▸ **ASSIGNED TASK**: Reproduce the whole of the data exactly.

▸ **THE RECORDS**:
+ + + + +
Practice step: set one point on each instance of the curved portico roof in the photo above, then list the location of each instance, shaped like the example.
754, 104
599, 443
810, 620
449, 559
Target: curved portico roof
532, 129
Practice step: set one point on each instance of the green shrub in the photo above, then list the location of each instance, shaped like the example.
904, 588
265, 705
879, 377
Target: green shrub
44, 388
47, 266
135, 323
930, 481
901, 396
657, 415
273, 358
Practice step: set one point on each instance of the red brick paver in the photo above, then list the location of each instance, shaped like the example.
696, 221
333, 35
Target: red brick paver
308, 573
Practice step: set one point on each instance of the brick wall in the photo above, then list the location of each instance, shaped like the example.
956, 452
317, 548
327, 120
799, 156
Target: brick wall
+ + + + +
▸ **SOLUTION FOR THIS TASK**:
Practice step: set one point on each instance of the curved portico roof in the photo above, then list the location of each instance, shaped like the example.
754, 104
599, 443
810, 620
449, 559
Target: curved portico roof
532, 129
Practice step: set one point on each instance of the green shrub in the photo above, then list the location of each instance, shaped like the example.
904, 588
265, 705
879, 377
Target: green shrub
44, 388
47, 266
135, 323
930, 481
901, 396
657, 415
273, 358
Practice step: set one point on each instance of the red brick paver in the photo above, then list the location of each instance, shaped like the example.
696, 221
333, 35
Target: red brick paver
308, 573
Practice step: set one point on each instance of the brick wall in the photo above, then list the location of each instance, shaped like the example.
956, 452
317, 548
327, 120
799, 156
Target: brick wall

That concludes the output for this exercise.